_Task_
In the excerpt on version control and backups, where should all versions of Word documents and other binary files be kept?

_Excerpt_

Start of Block

For code and scripts (R, Python, shell scripts), a version control system is the professional standard. Git records every change you make, lets you see exactly what changed and when, lets you revert to any previous state, and makes collaboration straightforward.

The basic workflow:

git init              # start tracking a project
git add .             # stage all changes
git commit -m "Clean data: remove duplicates and standardise date format"
git log               # see history of commits

Platforms like GitHub, GitLab, and Bitbucket host Git repositories online, providing a remote backup and enabling collaboration. Many universities provide institutional GitLab instances.

For researchers new to Git, the LADAL Reproducibility with R tutorial covers Git and GitHub in the context of R projects.

Version control for non-code files

Git works well for text-based files (scripts, markdown, CSV, plain text). For Word documents, spreadsheets, and other binary files, use the file naming convention described in Part 3 (date + version number in the filename) and keep all versions in a dedicated drafts/ subfolder.

The 3-2-1 backup rule

If your data is only in one place, it is not backed up

Hard drives fail. Laptops are stolen. Fires and floods happen. Ransomware encrypts everything it can reach. Any single storage location — including cloud sync — can fail. The industry-standard protection is the 3-2-1 rule.

3 copies of your data (original + two backups)

End of Block

_Dataset extract_
Start of Block

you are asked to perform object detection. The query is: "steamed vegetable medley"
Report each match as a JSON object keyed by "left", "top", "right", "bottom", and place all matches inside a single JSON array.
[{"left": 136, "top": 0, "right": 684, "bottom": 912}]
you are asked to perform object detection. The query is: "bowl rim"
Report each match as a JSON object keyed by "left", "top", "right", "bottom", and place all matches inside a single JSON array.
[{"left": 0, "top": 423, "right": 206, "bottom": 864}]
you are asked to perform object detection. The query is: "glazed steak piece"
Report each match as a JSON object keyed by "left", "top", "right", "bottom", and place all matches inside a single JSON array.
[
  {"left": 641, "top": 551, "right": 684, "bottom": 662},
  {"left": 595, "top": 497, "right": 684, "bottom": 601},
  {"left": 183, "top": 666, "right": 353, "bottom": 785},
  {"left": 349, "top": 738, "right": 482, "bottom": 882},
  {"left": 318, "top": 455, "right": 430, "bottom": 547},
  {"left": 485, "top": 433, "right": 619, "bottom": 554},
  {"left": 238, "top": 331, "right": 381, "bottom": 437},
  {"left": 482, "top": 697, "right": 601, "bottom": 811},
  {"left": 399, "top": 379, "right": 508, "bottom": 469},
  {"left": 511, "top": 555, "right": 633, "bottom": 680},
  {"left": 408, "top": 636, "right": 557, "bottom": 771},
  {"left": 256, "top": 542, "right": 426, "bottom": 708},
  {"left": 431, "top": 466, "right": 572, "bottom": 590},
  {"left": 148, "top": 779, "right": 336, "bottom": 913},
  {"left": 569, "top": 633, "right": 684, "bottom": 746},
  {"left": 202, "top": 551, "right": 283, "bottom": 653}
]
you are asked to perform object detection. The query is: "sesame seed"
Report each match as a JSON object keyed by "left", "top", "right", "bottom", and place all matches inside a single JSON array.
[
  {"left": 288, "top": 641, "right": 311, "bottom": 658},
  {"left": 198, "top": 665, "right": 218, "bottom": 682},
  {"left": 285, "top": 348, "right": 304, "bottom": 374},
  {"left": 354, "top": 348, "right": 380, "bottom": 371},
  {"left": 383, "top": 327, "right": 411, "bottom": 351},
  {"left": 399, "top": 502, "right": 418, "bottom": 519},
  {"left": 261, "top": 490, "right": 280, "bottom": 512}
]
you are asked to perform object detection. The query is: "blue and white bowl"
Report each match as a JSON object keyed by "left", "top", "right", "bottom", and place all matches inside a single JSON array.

End of Block

_Your solution_
In a dedicated drafts/ subfolder.